Quoted passage:

┌──

It has been both. Ideally, if we acquire a chain, that would be the fastest way for us to grow. We have interests in Orient Express, but that's pretty much status quo (an 11 per cent stake but the markets tanked and we can't do anything about it).

In Europe you are not present?

Europe is expensive, entry levels are very high.

What about the St. James Court in London? What are you doing about it?

The contract was coming up and we looked at it and thought should we take it back. We said we need to renovate it, but since we had bought all this land in the US and put in a lot of money into The Pierre, we said we don't have the bandwidth to sink in £100 million pounds to make it a luxury hotel, so let's just extend the thing to after the Olympics, which is what the Crowne Plaza guys wanted and that gives us time to recoup and when that comes up we have a master plan to make the St. James Court hotel a luxury one like we did with The Pierre _ rip it apart, reduce the keys, have residences like we have in 51 Buckingham Gate (service apartments), and make the rooms match the façade and make it a luxury hotel.

You said you are planning to have a single holding company to hold all your foreign assets? Is that ready?

└──

Task requirements:
A – Answer these questions about the hotel interview:
(i) What size is the stake held in Orient Express?
(ii) Why is Europe given as a hard market to enter?
(iii) Who wanted the St. James Court contract extended to after the Olympics?
B – Return the stretch of the hotel interview from "The contract was" through "a luxury hotel.", copied word for word.

Data provided:

┌──

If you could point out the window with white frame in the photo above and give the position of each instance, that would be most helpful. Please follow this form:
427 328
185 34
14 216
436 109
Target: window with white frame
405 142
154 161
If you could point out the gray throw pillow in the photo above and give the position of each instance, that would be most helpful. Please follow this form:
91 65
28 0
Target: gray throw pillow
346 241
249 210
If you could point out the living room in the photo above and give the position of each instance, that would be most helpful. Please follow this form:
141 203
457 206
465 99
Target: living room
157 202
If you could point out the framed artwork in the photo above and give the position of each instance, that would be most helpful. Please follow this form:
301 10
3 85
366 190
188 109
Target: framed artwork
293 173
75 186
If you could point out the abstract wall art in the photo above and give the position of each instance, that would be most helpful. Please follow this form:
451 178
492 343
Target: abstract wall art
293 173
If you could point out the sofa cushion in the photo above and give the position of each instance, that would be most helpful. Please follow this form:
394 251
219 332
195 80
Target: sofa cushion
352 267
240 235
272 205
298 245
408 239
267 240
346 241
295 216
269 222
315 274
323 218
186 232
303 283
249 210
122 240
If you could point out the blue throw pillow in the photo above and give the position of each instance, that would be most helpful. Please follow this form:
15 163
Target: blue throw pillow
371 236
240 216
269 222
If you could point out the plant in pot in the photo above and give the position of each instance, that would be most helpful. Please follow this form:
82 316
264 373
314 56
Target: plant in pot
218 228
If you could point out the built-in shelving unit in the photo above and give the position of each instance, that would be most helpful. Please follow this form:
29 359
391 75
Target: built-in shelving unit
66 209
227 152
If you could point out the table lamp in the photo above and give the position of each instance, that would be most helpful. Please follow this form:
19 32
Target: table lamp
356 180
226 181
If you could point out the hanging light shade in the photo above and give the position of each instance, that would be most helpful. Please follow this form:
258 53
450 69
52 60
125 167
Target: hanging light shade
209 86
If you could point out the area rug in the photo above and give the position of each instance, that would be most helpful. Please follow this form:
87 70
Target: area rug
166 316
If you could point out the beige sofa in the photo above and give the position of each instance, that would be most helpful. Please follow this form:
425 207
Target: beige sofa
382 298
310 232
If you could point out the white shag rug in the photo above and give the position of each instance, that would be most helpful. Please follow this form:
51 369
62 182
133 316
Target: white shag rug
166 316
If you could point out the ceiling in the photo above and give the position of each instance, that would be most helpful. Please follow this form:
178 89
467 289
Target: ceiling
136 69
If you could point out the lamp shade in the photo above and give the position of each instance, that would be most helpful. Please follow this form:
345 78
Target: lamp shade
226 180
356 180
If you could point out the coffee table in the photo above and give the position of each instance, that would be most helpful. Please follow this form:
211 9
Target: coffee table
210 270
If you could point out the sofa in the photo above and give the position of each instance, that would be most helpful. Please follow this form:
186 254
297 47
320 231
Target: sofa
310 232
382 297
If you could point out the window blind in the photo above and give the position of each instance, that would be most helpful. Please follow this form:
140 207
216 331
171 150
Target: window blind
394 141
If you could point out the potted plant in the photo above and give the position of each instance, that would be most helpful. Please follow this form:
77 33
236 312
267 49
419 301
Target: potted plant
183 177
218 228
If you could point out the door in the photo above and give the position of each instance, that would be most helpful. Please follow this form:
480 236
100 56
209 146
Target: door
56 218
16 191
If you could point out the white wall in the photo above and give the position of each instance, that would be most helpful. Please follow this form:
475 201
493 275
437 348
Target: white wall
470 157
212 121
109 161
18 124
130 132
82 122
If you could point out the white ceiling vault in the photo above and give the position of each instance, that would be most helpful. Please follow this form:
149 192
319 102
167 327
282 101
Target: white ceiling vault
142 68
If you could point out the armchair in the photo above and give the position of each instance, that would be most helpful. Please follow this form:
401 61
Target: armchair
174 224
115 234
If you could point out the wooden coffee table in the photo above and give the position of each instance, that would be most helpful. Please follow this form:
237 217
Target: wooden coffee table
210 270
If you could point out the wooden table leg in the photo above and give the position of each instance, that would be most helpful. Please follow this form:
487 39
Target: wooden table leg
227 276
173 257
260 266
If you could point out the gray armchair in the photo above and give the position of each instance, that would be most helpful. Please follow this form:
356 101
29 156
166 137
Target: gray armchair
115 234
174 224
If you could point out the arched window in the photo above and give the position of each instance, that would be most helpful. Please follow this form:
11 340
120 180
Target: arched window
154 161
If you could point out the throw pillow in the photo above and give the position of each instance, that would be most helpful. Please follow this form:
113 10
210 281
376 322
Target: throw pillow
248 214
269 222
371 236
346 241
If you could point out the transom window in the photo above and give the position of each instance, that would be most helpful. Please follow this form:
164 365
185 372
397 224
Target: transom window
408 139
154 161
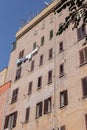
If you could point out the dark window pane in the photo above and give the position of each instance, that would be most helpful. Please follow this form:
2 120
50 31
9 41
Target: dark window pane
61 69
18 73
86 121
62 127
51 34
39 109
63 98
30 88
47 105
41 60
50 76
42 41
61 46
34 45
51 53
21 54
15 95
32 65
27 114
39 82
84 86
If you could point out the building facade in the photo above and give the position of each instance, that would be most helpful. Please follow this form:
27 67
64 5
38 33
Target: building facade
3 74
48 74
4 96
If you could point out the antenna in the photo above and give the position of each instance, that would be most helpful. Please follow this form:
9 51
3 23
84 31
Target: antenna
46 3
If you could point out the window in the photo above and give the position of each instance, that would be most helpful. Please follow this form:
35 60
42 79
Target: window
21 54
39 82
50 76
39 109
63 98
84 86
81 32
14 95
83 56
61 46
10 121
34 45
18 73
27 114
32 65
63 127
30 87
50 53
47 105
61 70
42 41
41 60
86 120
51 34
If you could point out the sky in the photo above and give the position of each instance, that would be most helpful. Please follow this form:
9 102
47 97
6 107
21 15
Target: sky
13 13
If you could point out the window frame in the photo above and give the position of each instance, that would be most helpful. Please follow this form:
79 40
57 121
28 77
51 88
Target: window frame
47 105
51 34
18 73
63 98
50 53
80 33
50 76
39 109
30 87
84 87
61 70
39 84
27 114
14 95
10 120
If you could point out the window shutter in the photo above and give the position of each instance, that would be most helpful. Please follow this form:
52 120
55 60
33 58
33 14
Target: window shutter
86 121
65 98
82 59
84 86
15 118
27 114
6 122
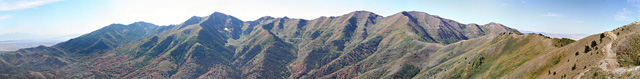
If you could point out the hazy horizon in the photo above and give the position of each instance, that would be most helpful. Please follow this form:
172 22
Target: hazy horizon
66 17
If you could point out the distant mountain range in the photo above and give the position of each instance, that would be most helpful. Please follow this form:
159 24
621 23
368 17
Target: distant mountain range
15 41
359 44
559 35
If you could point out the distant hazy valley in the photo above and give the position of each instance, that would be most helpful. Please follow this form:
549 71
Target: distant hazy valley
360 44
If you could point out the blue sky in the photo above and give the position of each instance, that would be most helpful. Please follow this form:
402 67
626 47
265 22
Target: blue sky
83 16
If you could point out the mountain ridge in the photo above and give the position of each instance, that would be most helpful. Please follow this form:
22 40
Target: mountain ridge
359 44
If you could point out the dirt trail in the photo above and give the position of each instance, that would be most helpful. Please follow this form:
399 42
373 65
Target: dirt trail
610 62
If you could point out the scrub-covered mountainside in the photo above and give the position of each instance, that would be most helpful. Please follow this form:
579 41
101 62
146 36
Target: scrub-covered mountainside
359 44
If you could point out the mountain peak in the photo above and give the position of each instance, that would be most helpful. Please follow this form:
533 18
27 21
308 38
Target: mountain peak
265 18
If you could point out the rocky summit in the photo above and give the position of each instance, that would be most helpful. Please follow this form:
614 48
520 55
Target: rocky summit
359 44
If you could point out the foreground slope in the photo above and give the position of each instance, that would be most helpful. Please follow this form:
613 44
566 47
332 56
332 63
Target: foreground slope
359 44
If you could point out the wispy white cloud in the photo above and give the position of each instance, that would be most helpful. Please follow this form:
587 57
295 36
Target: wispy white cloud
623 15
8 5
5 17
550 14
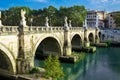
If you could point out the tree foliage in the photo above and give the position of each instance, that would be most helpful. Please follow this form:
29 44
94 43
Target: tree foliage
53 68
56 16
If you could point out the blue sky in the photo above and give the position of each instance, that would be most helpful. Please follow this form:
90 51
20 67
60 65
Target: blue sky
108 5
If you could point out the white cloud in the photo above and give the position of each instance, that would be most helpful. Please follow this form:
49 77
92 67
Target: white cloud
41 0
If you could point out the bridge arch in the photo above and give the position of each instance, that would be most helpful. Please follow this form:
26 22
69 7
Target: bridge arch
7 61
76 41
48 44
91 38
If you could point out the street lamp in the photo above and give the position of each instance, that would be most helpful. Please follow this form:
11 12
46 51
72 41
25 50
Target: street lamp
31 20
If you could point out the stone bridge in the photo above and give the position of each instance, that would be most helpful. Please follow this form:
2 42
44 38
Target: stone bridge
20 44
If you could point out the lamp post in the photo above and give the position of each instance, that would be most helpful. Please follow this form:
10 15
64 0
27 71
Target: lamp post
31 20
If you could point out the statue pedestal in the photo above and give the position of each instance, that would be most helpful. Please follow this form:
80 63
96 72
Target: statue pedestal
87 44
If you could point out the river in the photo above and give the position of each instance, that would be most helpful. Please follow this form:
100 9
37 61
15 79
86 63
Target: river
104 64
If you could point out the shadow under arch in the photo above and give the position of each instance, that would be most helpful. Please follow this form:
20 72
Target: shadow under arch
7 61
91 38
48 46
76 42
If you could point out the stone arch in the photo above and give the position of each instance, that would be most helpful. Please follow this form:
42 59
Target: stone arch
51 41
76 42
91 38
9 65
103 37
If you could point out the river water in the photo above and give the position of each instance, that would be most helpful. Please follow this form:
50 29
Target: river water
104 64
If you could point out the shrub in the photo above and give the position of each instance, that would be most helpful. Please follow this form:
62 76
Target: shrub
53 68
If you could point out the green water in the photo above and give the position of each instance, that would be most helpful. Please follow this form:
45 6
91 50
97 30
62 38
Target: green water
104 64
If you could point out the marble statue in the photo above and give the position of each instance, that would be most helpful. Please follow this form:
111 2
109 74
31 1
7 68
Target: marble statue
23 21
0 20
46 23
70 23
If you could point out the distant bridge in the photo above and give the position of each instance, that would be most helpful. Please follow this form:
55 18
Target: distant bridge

└──

Answer set:
A –
(i) An 11 per cent stake.
(ii) Europe is expensive, and entry levels are very high.
(iii) The Crowne Plaza guys.

B –
The contract was coming up and we looked at it and thought should we take it back. We said we need to renovate it, but since we had bought all this land in the US and put in a lot of money into The Pierre, we said we don't have the bandwidth to sink in £100 million pounds to make it a luxury hotel, so let's just extend the thing to after the Olympics, which is what the Crowne Plaza guys wanted and that gives us time to recoup and when that comes up we have a master plan to make the St. James Court hotel a luxury one like we did with The Pierre _ rip it apart, reduce the keys, have residences like we have in 51 Buckingham Gate (service apartments), and make the rooms match the façade and make it a luxury hotel.